Problem requirements ->
Rewrite the part of the listing that opens with the line containing "target: **white sleeveless vest**" and closes at the end of the listing, keeping every line, and shift each outline coordinate in the answers by adding 71 to it.

※

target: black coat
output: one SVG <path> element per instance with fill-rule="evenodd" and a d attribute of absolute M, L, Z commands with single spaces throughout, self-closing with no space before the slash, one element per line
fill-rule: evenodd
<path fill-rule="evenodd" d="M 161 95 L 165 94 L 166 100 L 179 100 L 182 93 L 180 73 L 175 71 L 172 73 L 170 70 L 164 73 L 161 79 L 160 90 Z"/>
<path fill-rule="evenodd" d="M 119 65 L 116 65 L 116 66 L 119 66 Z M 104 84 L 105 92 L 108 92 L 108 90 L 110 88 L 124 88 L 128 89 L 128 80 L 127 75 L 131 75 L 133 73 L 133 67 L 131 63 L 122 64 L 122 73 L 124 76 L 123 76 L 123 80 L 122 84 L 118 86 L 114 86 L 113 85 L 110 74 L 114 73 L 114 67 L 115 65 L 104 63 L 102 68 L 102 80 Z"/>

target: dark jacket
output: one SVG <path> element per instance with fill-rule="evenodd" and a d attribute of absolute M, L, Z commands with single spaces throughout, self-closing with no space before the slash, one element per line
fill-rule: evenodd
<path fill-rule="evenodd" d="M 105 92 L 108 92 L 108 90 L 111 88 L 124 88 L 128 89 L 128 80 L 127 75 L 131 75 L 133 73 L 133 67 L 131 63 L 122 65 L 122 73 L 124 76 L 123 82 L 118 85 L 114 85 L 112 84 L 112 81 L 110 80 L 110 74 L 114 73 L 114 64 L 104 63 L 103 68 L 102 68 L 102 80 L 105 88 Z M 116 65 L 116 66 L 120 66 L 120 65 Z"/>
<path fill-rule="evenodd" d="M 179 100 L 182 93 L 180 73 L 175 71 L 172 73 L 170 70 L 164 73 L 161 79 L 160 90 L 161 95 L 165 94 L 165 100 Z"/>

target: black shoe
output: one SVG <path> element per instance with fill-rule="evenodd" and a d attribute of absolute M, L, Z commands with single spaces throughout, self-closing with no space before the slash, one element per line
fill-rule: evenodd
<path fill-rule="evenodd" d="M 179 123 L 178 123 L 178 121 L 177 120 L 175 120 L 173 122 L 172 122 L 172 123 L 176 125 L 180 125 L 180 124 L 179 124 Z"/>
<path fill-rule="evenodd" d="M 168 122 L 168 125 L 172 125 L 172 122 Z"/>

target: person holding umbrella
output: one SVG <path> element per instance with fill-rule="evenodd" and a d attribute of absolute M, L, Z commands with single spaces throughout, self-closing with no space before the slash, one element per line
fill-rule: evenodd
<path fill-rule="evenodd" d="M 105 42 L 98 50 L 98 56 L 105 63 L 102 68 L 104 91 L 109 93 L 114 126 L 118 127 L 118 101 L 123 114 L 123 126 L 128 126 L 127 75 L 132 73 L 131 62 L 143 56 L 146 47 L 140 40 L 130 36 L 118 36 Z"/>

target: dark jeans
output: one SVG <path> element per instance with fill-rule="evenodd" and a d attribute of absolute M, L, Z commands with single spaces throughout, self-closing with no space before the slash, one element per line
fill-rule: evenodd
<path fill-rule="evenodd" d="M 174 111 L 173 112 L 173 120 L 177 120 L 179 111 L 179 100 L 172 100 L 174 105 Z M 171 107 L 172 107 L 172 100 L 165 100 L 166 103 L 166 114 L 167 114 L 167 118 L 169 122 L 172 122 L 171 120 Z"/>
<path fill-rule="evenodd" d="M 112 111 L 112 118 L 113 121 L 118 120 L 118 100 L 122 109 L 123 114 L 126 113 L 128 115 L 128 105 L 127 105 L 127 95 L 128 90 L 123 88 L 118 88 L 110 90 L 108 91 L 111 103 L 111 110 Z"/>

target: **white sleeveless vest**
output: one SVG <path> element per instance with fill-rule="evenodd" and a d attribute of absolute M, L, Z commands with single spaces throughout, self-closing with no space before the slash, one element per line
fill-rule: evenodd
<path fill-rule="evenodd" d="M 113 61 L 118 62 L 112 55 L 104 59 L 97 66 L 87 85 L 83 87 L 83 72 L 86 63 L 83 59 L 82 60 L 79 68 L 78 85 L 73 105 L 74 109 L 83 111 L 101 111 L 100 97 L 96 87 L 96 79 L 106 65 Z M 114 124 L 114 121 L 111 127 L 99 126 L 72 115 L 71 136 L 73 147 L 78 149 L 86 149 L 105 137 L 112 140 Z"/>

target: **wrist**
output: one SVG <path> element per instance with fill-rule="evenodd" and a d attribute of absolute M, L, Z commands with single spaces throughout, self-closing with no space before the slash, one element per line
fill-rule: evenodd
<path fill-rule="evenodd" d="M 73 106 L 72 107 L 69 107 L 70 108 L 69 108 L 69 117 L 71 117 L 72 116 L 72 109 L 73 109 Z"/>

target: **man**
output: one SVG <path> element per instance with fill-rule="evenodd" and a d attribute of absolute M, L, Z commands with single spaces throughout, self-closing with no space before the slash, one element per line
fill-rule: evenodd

※

Answer for this exercise ->
target: **white sleeveless vest**
output: one SVG <path> element per instance with fill-rule="evenodd" and a d attribute of absolute M, L, Z commands with single spaces throughout, self-closing with no space before the slash, one element per line
fill-rule: evenodd
<path fill-rule="evenodd" d="M 184 132 L 189 133 L 183 126 L 175 130 L 168 137 L 158 156 L 154 158 L 154 143 L 157 134 L 154 130 L 153 131 L 150 139 L 149 156 L 144 176 L 145 180 L 154 182 L 172 182 L 171 168 L 167 158 L 167 150 L 177 136 Z M 185 195 L 185 192 L 182 198 L 170 197 L 143 186 L 142 207 L 144 218 L 149 220 L 157 220 L 176 208 L 183 211 Z"/>

target: **wrist**
output: one SVG <path> element per instance with fill-rule="evenodd" and a d attribute of absolute M, L, Z commands with single spaces throughout, self-closing with no space before the slash, one element per line
fill-rule: evenodd
<path fill-rule="evenodd" d="M 144 177 L 143 178 L 140 178 L 141 179 L 140 179 L 140 188 L 142 188 L 143 187 L 143 180 L 144 180 Z"/>

target: **man**
output: one SVG <path> element per instance with fill-rule="evenodd" and a d attribute of absolute M, L, Z commands with single spaces throughout, self-closing with no space before the slash, one element per line
fill-rule: evenodd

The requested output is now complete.